» Directive: Pull out every line in the rows below that contains the word "glass", copying each one in full.

» Information given:
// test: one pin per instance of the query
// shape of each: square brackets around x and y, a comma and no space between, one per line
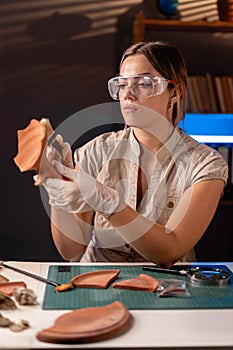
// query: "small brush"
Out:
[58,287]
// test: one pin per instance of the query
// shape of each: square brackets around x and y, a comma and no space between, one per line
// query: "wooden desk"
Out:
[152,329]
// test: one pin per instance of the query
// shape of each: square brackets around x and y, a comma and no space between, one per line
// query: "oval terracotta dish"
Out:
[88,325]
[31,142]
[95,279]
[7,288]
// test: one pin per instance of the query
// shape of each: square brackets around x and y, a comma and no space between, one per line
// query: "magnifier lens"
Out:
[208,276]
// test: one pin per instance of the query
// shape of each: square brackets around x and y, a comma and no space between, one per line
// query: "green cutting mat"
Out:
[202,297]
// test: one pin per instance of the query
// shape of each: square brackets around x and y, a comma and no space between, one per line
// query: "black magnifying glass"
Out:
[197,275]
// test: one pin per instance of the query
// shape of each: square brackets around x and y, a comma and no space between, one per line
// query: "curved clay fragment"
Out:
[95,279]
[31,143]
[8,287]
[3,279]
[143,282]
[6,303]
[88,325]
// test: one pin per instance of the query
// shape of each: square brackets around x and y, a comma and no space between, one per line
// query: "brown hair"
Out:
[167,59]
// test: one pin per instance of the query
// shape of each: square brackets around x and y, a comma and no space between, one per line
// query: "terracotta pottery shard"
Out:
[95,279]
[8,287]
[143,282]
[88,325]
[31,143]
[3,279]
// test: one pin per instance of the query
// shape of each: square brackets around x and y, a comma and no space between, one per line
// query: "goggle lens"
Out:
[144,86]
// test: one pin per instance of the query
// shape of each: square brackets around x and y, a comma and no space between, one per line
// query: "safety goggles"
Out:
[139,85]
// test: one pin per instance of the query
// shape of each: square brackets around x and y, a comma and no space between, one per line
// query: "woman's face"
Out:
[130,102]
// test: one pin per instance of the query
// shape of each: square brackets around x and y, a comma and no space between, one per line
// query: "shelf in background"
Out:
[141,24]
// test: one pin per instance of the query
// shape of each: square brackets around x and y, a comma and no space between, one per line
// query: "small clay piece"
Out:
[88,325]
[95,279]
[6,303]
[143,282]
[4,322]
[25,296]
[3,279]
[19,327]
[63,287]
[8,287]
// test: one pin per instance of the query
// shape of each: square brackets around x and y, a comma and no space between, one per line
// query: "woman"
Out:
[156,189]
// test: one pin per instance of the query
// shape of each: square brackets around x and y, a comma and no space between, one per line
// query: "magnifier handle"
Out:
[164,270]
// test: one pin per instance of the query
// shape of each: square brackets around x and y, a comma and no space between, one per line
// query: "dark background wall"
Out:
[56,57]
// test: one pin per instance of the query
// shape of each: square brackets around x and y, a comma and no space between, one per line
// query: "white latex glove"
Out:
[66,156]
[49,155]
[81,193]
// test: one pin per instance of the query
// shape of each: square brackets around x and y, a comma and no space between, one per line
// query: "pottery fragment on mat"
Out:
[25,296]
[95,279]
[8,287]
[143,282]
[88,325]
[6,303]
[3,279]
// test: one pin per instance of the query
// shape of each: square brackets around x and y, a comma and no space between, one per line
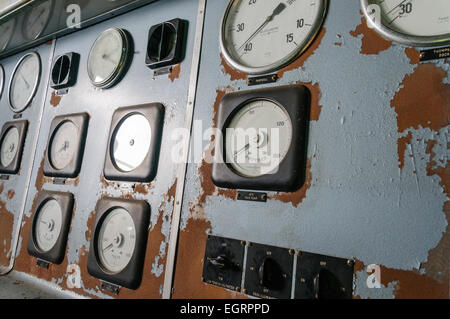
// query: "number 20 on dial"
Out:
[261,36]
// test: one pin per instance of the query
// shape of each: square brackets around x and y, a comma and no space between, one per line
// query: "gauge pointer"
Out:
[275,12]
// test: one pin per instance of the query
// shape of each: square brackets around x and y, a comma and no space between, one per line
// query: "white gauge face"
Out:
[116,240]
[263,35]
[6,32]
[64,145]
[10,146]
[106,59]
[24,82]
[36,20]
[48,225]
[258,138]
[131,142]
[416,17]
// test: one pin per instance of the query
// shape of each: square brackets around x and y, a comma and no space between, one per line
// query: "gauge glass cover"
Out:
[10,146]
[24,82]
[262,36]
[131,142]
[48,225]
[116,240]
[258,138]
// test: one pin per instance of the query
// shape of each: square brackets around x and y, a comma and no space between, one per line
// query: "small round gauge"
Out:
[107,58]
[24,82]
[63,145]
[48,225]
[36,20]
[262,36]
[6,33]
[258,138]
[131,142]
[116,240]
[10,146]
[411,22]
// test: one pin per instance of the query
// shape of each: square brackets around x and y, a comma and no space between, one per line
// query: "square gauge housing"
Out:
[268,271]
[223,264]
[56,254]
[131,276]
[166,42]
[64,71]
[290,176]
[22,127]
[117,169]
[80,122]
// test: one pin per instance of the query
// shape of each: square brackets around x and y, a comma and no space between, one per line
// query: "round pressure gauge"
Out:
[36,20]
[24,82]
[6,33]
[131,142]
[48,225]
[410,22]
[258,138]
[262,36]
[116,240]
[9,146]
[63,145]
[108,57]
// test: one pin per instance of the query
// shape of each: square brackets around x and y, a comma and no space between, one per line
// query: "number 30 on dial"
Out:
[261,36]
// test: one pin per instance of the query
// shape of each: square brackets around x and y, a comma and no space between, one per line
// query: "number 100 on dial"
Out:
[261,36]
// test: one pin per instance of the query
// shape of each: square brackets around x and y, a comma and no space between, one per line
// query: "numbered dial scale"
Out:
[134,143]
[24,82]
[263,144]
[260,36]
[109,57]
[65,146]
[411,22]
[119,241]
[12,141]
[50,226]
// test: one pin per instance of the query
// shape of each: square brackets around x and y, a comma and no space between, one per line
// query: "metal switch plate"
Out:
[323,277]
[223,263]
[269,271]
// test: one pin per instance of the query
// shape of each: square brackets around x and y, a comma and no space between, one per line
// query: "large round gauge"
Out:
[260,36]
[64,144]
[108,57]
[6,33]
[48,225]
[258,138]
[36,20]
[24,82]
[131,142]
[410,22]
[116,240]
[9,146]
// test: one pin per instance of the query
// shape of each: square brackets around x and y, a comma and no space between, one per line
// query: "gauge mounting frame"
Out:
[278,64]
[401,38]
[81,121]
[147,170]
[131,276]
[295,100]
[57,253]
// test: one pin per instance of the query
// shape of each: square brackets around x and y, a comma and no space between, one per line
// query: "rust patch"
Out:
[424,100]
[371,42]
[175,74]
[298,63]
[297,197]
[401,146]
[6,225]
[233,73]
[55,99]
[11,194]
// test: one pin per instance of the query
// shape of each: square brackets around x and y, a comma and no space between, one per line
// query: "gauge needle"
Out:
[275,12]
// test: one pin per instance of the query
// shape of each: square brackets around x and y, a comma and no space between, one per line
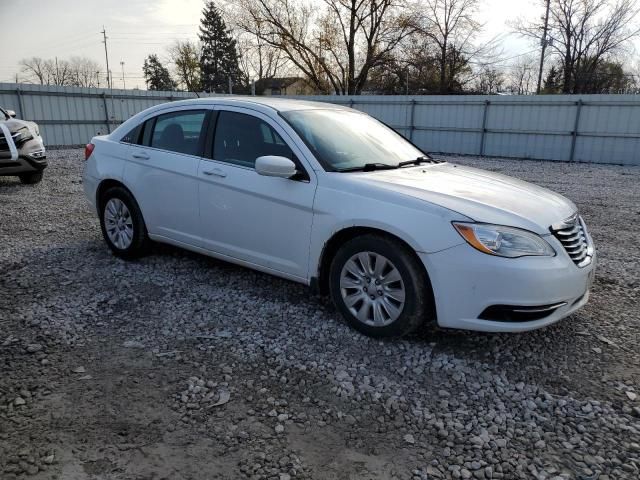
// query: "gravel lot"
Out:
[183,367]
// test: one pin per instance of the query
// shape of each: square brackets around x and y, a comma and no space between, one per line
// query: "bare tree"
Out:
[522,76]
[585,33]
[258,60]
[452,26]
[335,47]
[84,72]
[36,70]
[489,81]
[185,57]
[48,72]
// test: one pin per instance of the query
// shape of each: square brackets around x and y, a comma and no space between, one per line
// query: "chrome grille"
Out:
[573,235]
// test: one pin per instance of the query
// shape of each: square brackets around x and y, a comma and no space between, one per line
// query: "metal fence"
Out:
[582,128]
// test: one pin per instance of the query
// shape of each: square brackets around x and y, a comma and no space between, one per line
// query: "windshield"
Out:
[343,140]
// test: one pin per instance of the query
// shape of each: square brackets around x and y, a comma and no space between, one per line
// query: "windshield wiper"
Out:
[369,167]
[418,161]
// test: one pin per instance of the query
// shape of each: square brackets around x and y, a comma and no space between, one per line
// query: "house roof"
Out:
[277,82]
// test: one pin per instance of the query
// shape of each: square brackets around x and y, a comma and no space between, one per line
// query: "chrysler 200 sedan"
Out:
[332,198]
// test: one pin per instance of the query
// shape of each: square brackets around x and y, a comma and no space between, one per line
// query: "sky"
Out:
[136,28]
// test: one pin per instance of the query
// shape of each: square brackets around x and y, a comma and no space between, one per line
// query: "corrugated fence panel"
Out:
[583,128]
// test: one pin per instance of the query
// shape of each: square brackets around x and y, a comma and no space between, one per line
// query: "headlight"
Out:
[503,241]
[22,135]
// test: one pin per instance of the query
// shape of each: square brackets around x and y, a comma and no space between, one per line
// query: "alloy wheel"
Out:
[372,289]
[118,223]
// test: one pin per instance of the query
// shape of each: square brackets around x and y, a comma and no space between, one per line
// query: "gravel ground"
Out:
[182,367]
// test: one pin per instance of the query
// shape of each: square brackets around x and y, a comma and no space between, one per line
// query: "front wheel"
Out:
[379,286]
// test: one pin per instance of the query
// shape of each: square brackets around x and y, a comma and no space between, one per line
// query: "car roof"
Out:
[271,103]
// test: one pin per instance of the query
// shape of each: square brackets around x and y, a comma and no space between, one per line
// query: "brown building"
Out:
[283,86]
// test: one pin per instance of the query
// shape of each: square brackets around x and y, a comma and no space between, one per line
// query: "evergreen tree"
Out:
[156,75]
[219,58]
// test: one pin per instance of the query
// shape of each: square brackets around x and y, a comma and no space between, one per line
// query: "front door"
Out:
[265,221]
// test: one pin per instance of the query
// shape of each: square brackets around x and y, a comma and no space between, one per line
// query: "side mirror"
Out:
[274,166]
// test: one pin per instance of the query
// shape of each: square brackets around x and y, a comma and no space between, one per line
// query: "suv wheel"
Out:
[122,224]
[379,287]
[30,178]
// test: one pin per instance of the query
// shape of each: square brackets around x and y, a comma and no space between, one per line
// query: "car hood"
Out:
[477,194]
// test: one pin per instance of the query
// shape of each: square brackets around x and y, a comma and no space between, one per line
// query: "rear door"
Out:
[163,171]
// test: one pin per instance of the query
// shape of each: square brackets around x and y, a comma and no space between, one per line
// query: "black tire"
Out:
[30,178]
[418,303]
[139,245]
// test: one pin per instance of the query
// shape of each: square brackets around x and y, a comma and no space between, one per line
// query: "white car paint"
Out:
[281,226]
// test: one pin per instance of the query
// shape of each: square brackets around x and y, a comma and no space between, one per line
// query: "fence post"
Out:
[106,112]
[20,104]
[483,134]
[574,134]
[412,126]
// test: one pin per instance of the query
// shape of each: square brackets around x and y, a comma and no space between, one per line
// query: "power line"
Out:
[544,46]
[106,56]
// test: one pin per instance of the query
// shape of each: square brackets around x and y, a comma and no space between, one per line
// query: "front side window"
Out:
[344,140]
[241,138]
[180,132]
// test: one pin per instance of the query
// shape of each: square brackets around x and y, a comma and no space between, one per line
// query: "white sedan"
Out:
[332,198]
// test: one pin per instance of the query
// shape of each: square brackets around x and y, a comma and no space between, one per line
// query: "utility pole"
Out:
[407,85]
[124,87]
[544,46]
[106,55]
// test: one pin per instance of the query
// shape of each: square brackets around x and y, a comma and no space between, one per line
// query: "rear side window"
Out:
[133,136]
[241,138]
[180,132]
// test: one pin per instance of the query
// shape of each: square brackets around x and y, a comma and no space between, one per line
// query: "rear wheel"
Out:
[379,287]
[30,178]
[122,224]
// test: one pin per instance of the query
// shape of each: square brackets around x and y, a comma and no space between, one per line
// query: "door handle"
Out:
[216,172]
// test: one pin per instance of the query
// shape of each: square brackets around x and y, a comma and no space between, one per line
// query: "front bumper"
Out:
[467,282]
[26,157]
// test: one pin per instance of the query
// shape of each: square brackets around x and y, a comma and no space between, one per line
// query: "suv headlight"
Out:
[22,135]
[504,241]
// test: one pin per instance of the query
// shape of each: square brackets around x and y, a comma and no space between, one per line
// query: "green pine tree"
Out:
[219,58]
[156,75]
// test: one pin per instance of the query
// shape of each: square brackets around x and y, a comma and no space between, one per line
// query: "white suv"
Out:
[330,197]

» The reply:
// query: "black magnifying glass"
// query: "gauge glass cover"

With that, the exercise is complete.